_EXERCISE BRIEF:_
Every record has to be written out exactly, with no line missing.

_DATA:_

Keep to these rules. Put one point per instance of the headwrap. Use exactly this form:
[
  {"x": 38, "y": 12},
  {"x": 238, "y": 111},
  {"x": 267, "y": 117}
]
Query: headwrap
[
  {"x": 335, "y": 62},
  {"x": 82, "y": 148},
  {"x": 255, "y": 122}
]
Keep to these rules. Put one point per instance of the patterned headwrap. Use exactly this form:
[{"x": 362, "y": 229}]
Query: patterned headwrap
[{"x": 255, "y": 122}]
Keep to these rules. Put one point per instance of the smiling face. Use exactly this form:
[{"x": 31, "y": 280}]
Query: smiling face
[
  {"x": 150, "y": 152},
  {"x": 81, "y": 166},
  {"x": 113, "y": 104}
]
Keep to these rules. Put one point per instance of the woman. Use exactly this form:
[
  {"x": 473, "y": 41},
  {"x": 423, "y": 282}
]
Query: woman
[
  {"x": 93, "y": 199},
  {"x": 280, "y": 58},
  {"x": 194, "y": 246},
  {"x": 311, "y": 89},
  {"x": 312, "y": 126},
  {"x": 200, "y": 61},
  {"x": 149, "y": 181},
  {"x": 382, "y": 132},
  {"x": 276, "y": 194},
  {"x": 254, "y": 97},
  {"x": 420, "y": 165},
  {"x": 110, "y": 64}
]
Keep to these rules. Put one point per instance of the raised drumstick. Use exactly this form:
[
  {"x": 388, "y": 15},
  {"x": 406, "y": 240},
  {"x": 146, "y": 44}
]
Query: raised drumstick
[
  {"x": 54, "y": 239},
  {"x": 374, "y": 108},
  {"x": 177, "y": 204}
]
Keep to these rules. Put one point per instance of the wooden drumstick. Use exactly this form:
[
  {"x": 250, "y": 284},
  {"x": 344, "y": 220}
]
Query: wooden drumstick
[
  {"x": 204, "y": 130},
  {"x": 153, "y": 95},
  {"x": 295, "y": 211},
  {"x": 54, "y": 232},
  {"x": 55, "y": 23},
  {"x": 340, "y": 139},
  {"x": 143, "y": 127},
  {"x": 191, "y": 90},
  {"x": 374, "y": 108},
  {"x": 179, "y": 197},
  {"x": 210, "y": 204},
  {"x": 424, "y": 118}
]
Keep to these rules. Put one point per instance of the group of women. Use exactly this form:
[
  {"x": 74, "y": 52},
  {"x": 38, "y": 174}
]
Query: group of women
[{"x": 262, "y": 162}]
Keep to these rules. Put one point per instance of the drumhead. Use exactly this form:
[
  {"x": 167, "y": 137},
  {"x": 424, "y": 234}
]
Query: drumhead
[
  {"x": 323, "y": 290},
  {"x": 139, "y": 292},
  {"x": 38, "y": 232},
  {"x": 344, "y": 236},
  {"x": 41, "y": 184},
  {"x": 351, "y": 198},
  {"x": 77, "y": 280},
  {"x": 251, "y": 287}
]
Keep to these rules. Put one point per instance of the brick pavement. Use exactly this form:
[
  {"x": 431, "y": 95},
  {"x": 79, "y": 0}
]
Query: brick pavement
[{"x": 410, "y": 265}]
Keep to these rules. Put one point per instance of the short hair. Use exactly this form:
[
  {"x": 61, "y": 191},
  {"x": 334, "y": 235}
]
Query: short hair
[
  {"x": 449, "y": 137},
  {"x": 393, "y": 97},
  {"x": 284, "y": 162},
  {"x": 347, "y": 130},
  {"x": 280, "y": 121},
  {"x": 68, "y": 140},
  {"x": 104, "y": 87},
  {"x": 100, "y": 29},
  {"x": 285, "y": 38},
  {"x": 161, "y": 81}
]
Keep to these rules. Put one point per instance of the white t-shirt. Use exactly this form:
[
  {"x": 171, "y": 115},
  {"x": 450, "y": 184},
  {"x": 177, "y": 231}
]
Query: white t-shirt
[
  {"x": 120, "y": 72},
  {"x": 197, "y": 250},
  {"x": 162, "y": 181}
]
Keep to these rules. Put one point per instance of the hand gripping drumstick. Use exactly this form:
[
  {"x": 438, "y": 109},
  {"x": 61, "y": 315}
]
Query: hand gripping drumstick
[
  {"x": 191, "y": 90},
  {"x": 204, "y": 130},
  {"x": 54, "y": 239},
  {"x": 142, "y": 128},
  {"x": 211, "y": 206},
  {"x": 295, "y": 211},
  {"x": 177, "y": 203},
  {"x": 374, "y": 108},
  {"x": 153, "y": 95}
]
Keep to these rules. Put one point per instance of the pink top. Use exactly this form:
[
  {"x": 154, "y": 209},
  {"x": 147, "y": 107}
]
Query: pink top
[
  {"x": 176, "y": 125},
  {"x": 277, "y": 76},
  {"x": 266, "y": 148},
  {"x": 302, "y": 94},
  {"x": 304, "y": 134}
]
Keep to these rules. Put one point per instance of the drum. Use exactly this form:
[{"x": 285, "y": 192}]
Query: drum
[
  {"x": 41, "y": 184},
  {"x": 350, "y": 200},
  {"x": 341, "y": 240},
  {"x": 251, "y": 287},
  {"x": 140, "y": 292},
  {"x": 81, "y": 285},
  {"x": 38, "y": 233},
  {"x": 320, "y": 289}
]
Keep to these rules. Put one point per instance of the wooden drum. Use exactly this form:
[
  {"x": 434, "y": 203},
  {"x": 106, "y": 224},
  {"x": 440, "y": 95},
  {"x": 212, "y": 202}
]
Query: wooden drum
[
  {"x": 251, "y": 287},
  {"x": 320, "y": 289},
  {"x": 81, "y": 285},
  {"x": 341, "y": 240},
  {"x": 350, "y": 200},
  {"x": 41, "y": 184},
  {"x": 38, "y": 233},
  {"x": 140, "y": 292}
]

_ANSWER AREA:_
Keep to these rules. Put one point per instance of the headwrap. Use exactly this form:
[
  {"x": 38, "y": 12},
  {"x": 238, "y": 111},
  {"x": 267, "y": 117}
]
Query: headwrap
[
  {"x": 335, "y": 62},
  {"x": 82, "y": 148},
  {"x": 255, "y": 122}
]
Keep to these rules. Put one point per instance of the patterned headwrap. Use exactly this form:
[{"x": 362, "y": 229}]
Query: patterned headwrap
[{"x": 255, "y": 122}]
Keep to these rules. Put one point per instance of the smiling face. Use exactly this form:
[{"x": 31, "y": 280}]
Query: smiling face
[
  {"x": 150, "y": 152},
  {"x": 81, "y": 166},
  {"x": 113, "y": 104}
]
Keep to these rules. Put one point per instance of the woman. Use exactly this form:
[
  {"x": 473, "y": 41},
  {"x": 423, "y": 282}
]
Query: woman
[
  {"x": 93, "y": 199},
  {"x": 280, "y": 58},
  {"x": 194, "y": 246},
  {"x": 311, "y": 89},
  {"x": 312, "y": 126},
  {"x": 200, "y": 61},
  {"x": 149, "y": 181},
  {"x": 382, "y": 132},
  {"x": 276, "y": 194},
  {"x": 254, "y": 97},
  {"x": 420, "y": 165},
  {"x": 110, "y": 64}
]
Keep to these rules. Put one point per instance of the raised drumstick. Use exactly this form:
[
  {"x": 388, "y": 15},
  {"x": 406, "y": 240},
  {"x": 146, "y": 44}
]
Query: raised drumstick
[
  {"x": 54, "y": 239},
  {"x": 374, "y": 108},
  {"x": 177, "y": 204}
]
Keep to these rules. Put one point per instance of the wooden drumstick. Use exactly this form:
[
  {"x": 250, "y": 284},
  {"x": 344, "y": 220}
]
Query: wooden drumstick
[
  {"x": 204, "y": 130},
  {"x": 153, "y": 95},
  {"x": 295, "y": 211},
  {"x": 54, "y": 232},
  {"x": 55, "y": 23},
  {"x": 340, "y": 139},
  {"x": 143, "y": 127},
  {"x": 191, "y": 90},
  {"x": 374, "y": 108},
  {"x": 179, "y": 197},
  {"x": 210, "y": 204},
  {"x": 424, "y": 118}
]
Keep to these rules. Put one point per instance of the group of women. Use exactly this form:
[
  {"x": 74, "y": 52},
  {"x": 38, "y": 174}
]
Query: group of women
[{"x": 262, "y": 162}]
Keep to these rules. Put one point per instance of the drumhead. Use exactly this form:
[
  {"x": 167, "y": 137},
  {"x": 424, "y": 234}
]
Query: drumhead
[
  {"x": 323, "y": 290},
  {"x": 139, "y": 292},
  {"x": 38, "y": 232},
  {"x": 344, "y": 236},
  {"x": 41, "y": 184},
  {"x": 351, "y": 198},
  {"x": 77, "y": 280},
  {"x": 251, "y": 287}
]
Keep to these rules. Put one point per instance of the brick pavement. Use exactly this form:
[
  {"x": 431, "y": 95},
  {"x": 79, "y": 0}
]
Query: brick pavement
[{"x": 410, "y": 265}]
Keep to these rules. Put one point per instance of the short hair. Use exactly this form:
[
  {"x": 61, "y": 191},
  {"x": 334, "y": 235}
]
Query: short hair
[
  {"x": 449, "y": 137},
  {"x": 393, "y": 97},
  {"x": 284, "y": 162},
  {"x": 347, "y": 130},
  {"x": 280, "y": 121},
  {"x": 68, "y": 140},
  {"x": 104, "y": 87},
  {"x": 100, "y": 29},
  {"x": 285, "y": 38},
  {"x": 161, "y": 81}
]
Keep to these rules. Put one point per instance of the white t-shirt. Use exactly this form:
[
  {"x": 171, "y": 115},
  {"x": 450, "y": 184},
  {"x": 177, "y": 231}
]
Query: white t-shirt
[
  {"x": 120, "y": 72},
  {"x": 197, "y": 250},
  {"x": 162, "y": 181}
]
Keep to these rules. Put one point per instance of the hand gripping drumstick. Use exactly this form:
[
  {"x": 438, "y": 109},
  {"x": 61, "y": 315}
]
Query: hand gripping drumstick
[
  {"x": 191, "y": 90},
  {"x": 204, "y": 130},
  {"x": 54, "y": 239},
  {"x": 142, "y": 128},
  {"x": 211, "y": 206},
  {"x": 295, "y": 211},
  {"x": 177, "y": 203},
  {"x": 374, "y": 108},
  {"x": 153, "y": 95}
]
Keep to these rules. Put one point per instance of the pink top. Use exactly this form:
[
  {"x": 154, "y": 209},
  {"x": 147, "y": 107}
]
Query: pink top
[
  {"x": 176, "y": 125},
  {"x": 277, "y": 76},
  {"x": 266, "y": 148},
  {"x": 302, "y": 94},
  {"x": 304, "y": 134}
]
Keep to these rules. Put one point per instance of the drum. Use exactly this form:
[{"x": 285, "y": 192}]
Query: drum
[
  {"x": 41, "y": 184},
  {"x": 350, "y": 200},
  {"x": 341, "y": 240},
  {"x": 251, "y": 287},
  {"x": 140, "y": 292},
  {"x": 81, "y": 285},
  {"x": 38, "y": 233},
  {"x": 320, "y": 289}
]
Keep to these rules. Put one point per instance of the wooden drum. Use exactly this form:
[
  {"x": 434, "y": 203},
  {"x": 106, "y": 224},
  {"x": 440, "y": 95},
  {"x": 212, "y": 202}
]
Query: wooden drum
[
  {"x": 251, "y": 287},
  {"x": 320, "y": 289},
  {"x": 81, "y": 285},
  {"x": 341, "y": 240},
  {"x": 350, "y": 200},
  {"x": 41, "y": 184},
  {"x": 38, "y": 233},
  {"x": 140, "y": 292}
]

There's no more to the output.